9

This should probably be community wiki. I'm trying to come up with a list of all the sysadmin tasks that we should be doing on a regular basis because I believe we're not doing enough at our company. The attitude around here is that fixing problems is inconvenient, but we don't have time to do preventative maintenance or continuous improvement.

Daily:

  • swap nightly backup tape/drive
  • check that antivirus updates were pushed out to all systems

Weekly:

  • swap weekly backup tape/drive
  • clean temporary files from all systems
  • defrag all systems

Monthly:

  • plan infrastructure improvements
  • deliver/send obsolete equipment to electronics recycler
  • rebuild or replace aging workstations
  • test restore from backup

Annual:

  • rebuild or replace aging servers
  • replace UPS batteries
Scott
  • 1,173
  • 3
  • 13
  • 25
  • You're right, it should be community wiki. Also, don't be in too much of a hurry to segregate tasks like that. e.g. Planning, rebuilding machines, etc. should be done as required, not assigned as a weekly (or any other specific period) task. – John Gardeniers Oct 14 '10 at 21:10

6 Answers6

7

If you have insufficient time to do preventative maintenance and spend most of your time solving problems your entire methodology needs to be revised. Rather than tell you what you should be doing each period I'll give you some ideas so that you won't have to do things.

Fist up you need a good monitoring system and as much automation as you can manage. These two items should free up more time than many admins realise until after they have it set up well.

Just a few of the things your monitoring system should be doing for you are:

  • Alert you when mail or spam filter queues grow too large or too suddenly.
  • Alert you when drive space gets too low, CPU use gets too high, etc.
  • Record things like disk utilisation so that you can see trends over time.
  • Same thing with mailboxes.
  • Alert you when the firewall registers an abnormal number of hits.
  • Same thing for anything serving the outside world. e.g. DNS and web servers.
  • Alert you if AV updates are too old of if any machine has the AV software turned off or uninstalled.

Defragging shouldn't even be on your list of tasks because it should be an automated process. At your desired interval have the server run disk checks and a defrag after a reboot. Consider tying this in with a system to install queued updates and patches (which have previously been tested on a non-production machine).

Temporary folders can also be cleaned with automation. I create a simple application that is triggered after a reboot which waits for 10 minutes and then cleans out all temporary locations. The delay is to ensure it doesn't delete files that may be required for an install or upgrade that completes after the reboot (learned that the hard way!).

One thing you must do manually at whatever time period suits you is to monitor the monitoring system and automation, just to be safe. I check mine daily but haven't actually encountered an issue for over a year.

When you do get your system and automation going make sure you also have a version control system to put it in. It can be real annoying to discover that last little tweak broke something else but you can't remember exactly what you changed.

[Saved data entries]
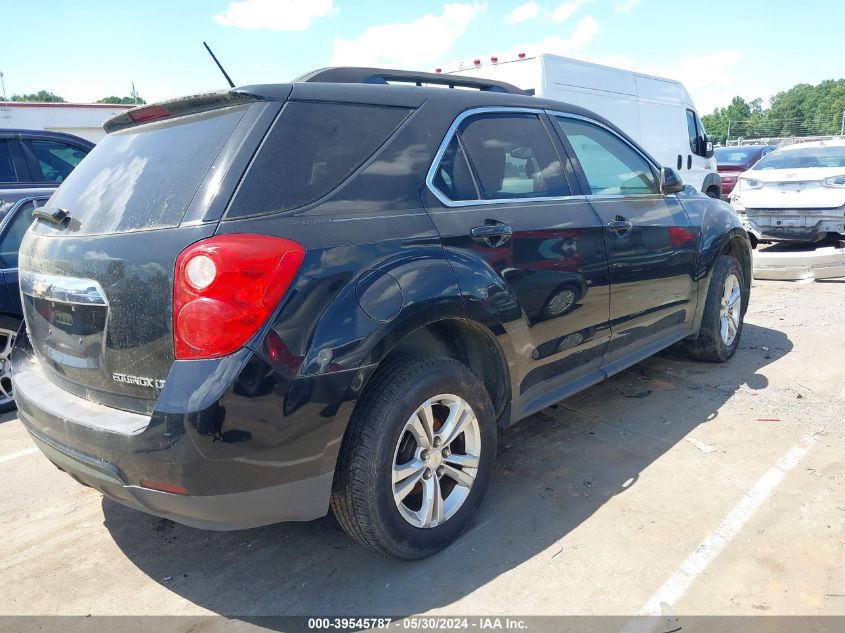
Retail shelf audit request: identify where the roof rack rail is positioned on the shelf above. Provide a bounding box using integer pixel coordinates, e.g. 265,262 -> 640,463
294,66 -> 528,95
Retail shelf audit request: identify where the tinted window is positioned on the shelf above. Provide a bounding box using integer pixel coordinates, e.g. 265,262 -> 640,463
557,117 -> 658,195
687,110 -> 698,154
0,201 -> 35,268
713,147 -> 759,165
0,139 -> 18,182
754,145 -> 845,169
38,106 -> 246,234
434,136 -> 478,200
459,113 -> 570,200
228,102 -> 410,217
29,140 -> 88,182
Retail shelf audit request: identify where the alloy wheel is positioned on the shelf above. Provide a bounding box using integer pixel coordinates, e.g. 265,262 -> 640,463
392,394 -> 481,528
719,273 -> 742,347
0,328 -> 17,406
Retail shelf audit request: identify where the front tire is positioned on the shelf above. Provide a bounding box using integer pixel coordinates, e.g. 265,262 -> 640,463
686,255 -> 748,363
0,316 -> 21,413
331,357 -> 496,560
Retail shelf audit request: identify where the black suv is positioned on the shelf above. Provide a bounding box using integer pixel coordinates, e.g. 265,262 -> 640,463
13,68 -> 751,558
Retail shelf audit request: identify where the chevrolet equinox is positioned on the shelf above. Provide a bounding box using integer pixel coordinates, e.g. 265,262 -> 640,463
12,68 -> 751,559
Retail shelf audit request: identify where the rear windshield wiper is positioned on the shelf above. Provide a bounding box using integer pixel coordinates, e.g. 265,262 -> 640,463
32,207 -> 70,224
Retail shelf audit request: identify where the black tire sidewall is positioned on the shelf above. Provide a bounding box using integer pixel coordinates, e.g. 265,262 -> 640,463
362,361 -> 496,558
0,315 -> 21,413
708,255 -> 747,361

*What needs to be done*.
Pick up the forum thread on routine sysadmin maintenance after its last sentence and continue it.

*Expected answer*.
John Gardeniers
  • 27,262
  • 12
  • 53
  • 108
  • Which single monitoring system can do all of that? If it exists, I want it! – Cypher Oct 15 '10 at 00:22
  • @Cypher, you're thinking too narrowly. A single monitoring system will normally include multiple components, such as Nagios and MRTG, just as an OS is more than one component. – John Gardeniers Oct 15 '10 at 01:09
  • i suppose i was really hoping i had missed some amazing tool that could replace the dozen or so tools i currently use for all of those things. :) +1 for automation and automated monitoring tools: if i have to do something more than once, it gets automated. – Cypher Oct 15 '10 at 16:54
  • @Cypher, that amazing toll you're looking for is nothing more that the computer itself. Have it work for you, rather than you work for it. ;) – John Gardeniers Oct 16 '10 at 00:55
1

In Daily, I would have Check Event Logs, either manually or through a script of some sort.

Perhaps Monthly could include OS updates?

I would also say annually take a look at where maintenance/warranty is on your servers.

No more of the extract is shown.